--- START SUPPLIED DATA ---

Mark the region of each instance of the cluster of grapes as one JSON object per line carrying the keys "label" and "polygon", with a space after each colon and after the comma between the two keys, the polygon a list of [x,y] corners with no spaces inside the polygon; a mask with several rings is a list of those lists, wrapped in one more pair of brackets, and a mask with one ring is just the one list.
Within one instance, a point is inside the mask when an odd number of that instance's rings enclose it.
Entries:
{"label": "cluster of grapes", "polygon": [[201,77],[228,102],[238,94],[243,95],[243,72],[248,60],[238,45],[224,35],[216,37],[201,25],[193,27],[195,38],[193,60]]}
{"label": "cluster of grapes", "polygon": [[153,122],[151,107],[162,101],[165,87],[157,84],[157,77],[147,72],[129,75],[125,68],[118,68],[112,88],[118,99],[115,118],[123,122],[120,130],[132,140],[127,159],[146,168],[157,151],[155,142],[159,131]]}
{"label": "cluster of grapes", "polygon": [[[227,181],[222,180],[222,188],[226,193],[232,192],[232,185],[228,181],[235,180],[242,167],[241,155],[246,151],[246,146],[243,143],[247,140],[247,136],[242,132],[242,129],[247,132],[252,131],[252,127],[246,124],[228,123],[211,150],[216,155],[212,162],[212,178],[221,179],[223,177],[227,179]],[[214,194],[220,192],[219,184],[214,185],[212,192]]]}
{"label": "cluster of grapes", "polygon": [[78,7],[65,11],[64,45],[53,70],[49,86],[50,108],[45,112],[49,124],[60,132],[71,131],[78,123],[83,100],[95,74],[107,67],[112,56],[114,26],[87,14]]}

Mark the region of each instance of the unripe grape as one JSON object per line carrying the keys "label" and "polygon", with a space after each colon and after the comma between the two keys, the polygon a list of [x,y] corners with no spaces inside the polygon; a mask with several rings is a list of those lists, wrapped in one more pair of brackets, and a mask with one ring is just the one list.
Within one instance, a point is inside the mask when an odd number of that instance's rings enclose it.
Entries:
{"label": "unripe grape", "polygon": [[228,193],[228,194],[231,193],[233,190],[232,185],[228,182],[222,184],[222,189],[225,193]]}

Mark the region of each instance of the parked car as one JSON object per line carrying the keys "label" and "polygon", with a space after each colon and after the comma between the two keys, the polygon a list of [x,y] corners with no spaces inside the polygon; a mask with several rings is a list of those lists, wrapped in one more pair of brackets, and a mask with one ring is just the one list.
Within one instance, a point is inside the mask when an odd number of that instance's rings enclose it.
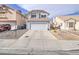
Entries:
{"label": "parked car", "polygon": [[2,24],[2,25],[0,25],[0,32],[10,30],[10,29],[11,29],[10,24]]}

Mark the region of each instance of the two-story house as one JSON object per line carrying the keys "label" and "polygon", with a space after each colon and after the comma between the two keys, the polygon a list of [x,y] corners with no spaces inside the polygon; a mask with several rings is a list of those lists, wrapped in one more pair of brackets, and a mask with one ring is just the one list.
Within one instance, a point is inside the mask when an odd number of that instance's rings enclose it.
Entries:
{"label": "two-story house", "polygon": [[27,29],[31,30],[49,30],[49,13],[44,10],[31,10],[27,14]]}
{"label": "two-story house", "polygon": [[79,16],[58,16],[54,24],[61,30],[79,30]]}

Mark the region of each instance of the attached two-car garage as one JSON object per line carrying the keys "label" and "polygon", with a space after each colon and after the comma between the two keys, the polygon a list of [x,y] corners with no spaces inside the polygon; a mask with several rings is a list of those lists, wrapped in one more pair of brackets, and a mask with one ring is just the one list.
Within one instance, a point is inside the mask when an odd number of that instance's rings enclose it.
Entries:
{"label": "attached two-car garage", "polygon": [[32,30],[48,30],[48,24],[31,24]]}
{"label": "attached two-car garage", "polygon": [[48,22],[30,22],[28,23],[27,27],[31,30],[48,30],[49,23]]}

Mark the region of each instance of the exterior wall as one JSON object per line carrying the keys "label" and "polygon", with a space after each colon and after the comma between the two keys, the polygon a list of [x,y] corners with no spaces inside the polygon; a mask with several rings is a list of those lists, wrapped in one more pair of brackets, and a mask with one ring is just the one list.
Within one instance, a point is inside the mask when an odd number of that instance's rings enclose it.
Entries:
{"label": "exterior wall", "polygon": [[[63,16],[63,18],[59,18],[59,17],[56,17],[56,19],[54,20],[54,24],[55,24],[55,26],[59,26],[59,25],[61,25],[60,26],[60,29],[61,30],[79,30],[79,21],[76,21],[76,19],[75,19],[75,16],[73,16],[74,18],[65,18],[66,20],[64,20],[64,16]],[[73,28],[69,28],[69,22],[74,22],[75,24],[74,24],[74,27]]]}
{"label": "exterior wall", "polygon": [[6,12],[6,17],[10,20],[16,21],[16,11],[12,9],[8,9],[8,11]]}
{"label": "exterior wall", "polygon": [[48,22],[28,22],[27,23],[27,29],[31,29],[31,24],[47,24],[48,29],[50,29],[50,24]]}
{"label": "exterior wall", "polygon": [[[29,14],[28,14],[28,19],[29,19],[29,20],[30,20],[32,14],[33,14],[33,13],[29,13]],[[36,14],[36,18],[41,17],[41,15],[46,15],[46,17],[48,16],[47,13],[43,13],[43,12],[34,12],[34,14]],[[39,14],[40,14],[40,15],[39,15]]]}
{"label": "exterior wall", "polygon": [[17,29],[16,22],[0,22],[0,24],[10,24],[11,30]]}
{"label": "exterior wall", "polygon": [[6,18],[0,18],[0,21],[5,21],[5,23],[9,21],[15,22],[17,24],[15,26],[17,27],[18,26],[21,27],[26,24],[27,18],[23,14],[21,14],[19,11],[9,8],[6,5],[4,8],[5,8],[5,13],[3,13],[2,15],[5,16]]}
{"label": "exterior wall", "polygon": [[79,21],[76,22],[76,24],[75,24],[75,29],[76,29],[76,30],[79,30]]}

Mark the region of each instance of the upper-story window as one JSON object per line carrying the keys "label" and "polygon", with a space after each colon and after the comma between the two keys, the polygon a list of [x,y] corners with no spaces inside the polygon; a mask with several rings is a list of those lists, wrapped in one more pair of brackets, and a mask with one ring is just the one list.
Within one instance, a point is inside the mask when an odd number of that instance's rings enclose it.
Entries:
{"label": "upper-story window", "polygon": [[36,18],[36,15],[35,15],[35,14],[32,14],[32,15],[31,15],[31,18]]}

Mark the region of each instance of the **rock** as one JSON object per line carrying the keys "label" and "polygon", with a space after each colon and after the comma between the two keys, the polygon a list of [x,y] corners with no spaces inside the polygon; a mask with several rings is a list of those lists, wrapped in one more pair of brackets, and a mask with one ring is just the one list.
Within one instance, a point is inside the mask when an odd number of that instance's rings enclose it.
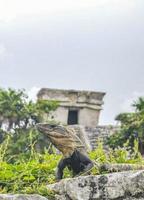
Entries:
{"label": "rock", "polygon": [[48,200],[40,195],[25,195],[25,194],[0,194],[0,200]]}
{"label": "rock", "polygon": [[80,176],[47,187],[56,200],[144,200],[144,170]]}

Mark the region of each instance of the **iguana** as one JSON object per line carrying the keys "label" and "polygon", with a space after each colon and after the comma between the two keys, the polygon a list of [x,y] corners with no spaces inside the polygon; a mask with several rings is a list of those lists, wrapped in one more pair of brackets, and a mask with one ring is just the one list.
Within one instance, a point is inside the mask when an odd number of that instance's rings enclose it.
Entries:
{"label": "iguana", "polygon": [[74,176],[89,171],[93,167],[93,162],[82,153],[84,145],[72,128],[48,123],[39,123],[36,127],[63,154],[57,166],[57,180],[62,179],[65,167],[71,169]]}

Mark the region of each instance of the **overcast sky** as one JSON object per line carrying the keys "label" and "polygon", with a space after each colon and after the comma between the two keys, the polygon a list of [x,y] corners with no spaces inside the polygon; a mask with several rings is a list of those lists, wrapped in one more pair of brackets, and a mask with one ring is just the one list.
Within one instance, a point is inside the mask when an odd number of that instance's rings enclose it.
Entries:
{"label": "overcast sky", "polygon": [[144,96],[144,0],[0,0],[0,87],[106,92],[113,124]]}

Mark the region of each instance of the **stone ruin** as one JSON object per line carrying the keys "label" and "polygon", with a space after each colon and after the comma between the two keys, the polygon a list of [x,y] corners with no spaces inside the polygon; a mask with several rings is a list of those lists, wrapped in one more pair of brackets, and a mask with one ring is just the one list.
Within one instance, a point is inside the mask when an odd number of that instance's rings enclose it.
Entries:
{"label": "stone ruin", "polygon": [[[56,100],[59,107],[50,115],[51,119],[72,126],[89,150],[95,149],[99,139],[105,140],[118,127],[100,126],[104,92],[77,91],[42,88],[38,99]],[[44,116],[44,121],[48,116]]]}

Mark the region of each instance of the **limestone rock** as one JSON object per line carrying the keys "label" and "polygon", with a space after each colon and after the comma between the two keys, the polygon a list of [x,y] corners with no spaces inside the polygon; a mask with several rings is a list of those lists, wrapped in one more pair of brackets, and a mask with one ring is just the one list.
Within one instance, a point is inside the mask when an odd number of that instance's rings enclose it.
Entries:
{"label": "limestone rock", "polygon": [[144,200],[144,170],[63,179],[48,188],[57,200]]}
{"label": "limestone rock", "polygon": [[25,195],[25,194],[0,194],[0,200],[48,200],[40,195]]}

--- END SUPPLIED DATA ---

WHAT TO PRODUCE
Give back the lines above exactly, from the one with "Mark the region of each instance of the **stone" through the last line.

EXERCISE SOLUTION
Mark the region of each instance of the **stone ruin** as one JSON object per line carrying the keys "label" and "polygon", with a space after each colon and after the comma between the two keys, the polygon a list of [x,y] corners with no spaces inside the polygon; a mask with several rings is a list of those lists, wrapped in one more pair of brackets, and a mask with one ring is just the one list.
Within one instance, a point is inside the mask when an odd number of that instance's rings enclose it.
Entries:
{"label": "stone ruin", "polygon": [[[56,100],[59,107],[50,115],[51,119],[72,126],[89,150],[95,149],[99,139],[105,140],[118,127],[100,126],[104,92],[77,91],[42,88],[38,99]],[[44,116],[44,121],[48,116]]]}

Mark the region of each instance of the **limestone rock** as one JSON object per line carrying the keys "label" and "polygon", with a space after each colon and after the comma between the two keys, the polygon a list of [x,y] corners with no spaces inside the polygon; a mask with several rings is a list of those lists, wrapped in one more pair of brackets, and a mask with one ring is just the one list.
Within one instance, a point is inside the mask when an odd number of that instance's rings enclose it.
Entries:
{"label": "limestone rock", "polygon": [[144,200],[144,170],[63,179],[48,188],[57,200]]}
{"label": "limestone rock", "polygon": [[25,195],[25,194],[0,194],[0,200],[48,200],[40,195]]}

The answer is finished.